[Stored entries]
══════════════════════════════

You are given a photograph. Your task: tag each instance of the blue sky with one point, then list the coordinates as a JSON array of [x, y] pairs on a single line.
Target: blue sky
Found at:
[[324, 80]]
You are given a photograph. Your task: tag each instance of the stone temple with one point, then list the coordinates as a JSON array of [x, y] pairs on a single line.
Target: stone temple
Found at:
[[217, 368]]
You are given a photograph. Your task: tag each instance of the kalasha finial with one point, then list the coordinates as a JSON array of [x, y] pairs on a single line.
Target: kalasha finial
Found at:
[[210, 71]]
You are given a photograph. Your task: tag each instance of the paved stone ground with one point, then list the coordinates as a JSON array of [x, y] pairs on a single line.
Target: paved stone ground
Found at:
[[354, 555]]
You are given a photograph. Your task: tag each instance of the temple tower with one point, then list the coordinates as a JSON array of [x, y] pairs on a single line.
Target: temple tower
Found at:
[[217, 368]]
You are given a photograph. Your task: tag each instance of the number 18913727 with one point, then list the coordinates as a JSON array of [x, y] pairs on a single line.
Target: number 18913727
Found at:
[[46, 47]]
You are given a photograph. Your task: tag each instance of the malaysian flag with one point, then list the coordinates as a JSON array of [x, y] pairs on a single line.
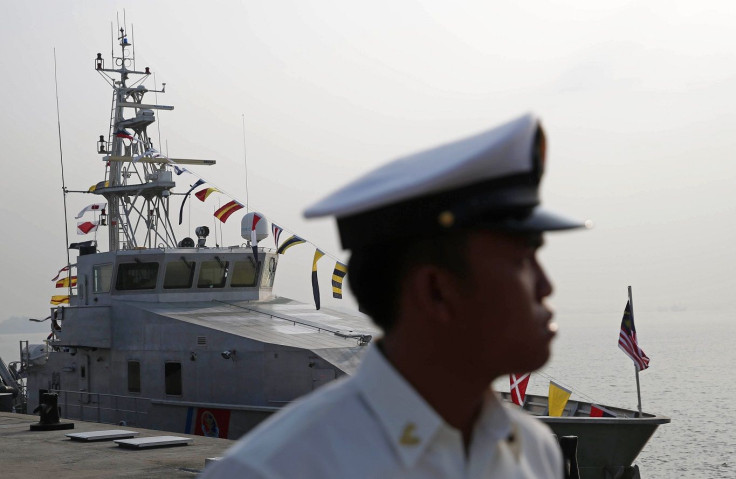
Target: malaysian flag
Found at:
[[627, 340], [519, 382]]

══════════════════════════════

**Task directions**
Turn the records above, from their first line through the line containing "[[210, 71]]", into a numbered list with both of those lines included and blank lines left out.

**Finished answer**
1. You are given a photograph. Your task: tag each instance of the blue sky with one point, then list the coordinates as a JSON array of [x, y] pairs on a single line.
2. Target: blue sky
3. Found at:
4. [[324, 80]]
5. You are given a photograph. Your task: tag each instance of the stone temple with one point, then list the coordinates as a JSON array of [x, y] pairs on a single line.
6. Target: stone temple
7. Found at:
8. [[217, 368]]
9. You are given a photograph. Your task: tag each instance of the kalasha finial with one point, then list the coordinates as a JSON array of [x, y] pairs on a single line.
10. Target: kalasha finial
11. Found at:
12. [[210, 71]]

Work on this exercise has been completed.